▶ EXCERPT:
•••••
Origin of the religious dance. This peculiar feature of Indian culture is, we believe, and as we see it, an inheritance from their Asiatic forebears. We know from I Nephi 18:9). From the Book of Mormon it is, therefore, evident that the leaders of both these lines of immigration brought the religious dance with them to the Promised Land.

A verifying tradition. Elsewhere we have called attention to a Navajo Indian tradition which seems to verify and corroborate the accounts of Nephi as regards dancing. Here we desire to give further details concerning that tradition, as kindly furnished us by Elder J. Fred Evans, of Council Bluffs, Iowa, in a letter dated November 3, 1938. He says:

"I have checked up on the reference in Brasseur de Bourbourg‘s ’Quatre Lettres sur le Mexique, 3 published in Paris, in 1868. On page 401 he gives us a translation of several native Indian documents comprising 46 pages, and entitled ’Corroborating Documents.’ No. 1, ’History of the Mexican Nation,’ manuscript in the Nahuatl language of the year 1576, comes from the collection of Boturini.

"On page 403 Brasseur de Bourbourg translates this native Indian document thus:

Mexican History.” 4 This is the beginning of the arrival of the Mexicans from the place called Aztlan. It was through the midst of the waters that they made their way to this place. There were four tribes. While enroute they rowed on the ships. On the way they built their ships at a place called, the cave of Quinevayan. From this place came eight tribes.
•••••
▶ REQUIRED ACTIONS:
A – Answer these from the excerpt on the religious dance:
(i) Who supplied the further details about the Navajo tradition, and where was that person from?
(ii) In what city and year was Quatre Lettres sur le Mexique published?
(iii) In what language and year was the manuscript "History of the Mexican Nation" written?
B – Proceed with the excerpt on the religious dance, writing on from its last sentence.
The entries after this point are separate material, unrelated to the excerpt on the religious dance.

▶ RECORD EXTRACTS:
•••••
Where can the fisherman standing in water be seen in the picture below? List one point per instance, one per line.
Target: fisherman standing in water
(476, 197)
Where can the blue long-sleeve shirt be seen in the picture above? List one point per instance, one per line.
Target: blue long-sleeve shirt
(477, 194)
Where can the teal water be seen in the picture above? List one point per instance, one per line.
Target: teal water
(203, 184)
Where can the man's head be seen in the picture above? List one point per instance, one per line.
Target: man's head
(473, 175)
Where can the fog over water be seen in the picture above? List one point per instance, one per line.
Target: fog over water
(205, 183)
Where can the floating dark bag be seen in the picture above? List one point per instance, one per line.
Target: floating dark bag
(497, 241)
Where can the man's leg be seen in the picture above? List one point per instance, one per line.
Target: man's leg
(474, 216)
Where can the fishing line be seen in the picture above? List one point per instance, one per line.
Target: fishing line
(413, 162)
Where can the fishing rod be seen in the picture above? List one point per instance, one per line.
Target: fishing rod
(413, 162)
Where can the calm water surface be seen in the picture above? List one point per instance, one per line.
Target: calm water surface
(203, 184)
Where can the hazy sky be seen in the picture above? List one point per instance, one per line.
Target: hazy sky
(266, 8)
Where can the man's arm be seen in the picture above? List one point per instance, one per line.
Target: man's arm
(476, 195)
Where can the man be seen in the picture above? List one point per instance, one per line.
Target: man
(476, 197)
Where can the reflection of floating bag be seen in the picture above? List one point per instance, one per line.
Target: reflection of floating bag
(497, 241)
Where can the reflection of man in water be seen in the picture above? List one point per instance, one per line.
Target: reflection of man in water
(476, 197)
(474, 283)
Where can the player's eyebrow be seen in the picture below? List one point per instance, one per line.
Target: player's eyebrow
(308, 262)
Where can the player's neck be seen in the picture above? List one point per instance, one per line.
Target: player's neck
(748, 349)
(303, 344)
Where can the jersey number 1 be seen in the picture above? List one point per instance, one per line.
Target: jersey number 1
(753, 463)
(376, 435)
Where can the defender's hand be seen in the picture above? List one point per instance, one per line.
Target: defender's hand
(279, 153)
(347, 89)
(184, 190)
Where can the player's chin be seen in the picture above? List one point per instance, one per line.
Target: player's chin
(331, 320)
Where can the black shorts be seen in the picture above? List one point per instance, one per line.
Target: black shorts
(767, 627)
•••••
▶ RESPONSE LIST:
A –
(i) Elder J. Fred Evans, of Council Bluffs, Iowa.
(ii) Paris, 1868.
(iii) The Nahuatl language, in 1576.

B –
“Here was the development of smelting by fire. They came from their home toward the rising sun, from the place called, ’On the shore of the sea.’ For it was on the shore by the sea that the ore, smelted by the fire, was brought to this place, without being very heavy. On the way they smelted the ore by means of the heat of the water. On the way they built their ships, launching them in the water, at the place called, The Cave of the Earth, whence they embarked, at the same place from which came the eight ships made by the heat.”

This is an exceedingly interesting tradition, and, if the document that contains it is genuine, is as important as it is instructive. 5 But the comments by the learned abbe, particularly on rowed, are equally striking. He writes, p. 403:

"Aztlan, name given by the traditions to the country that was thought to be the primeval home of the Mexicans, and that I long believed to be Asia.

“They rowed, macevaya, translated ordinarily ’to dance,‘ ’to do penance,’ etc., but no where by the word row, that I have used here.”

As is apparent, several particulars in this document have a striking resemblance to certain historical facts recorded in the Book of Mormon. For instance:

1. Two immigrations seem to be indicated, one consisting of four, and one of eight tribes.

2. They came from the same place, or home, Aztlan (Asia), situated toward the rising sun, the east.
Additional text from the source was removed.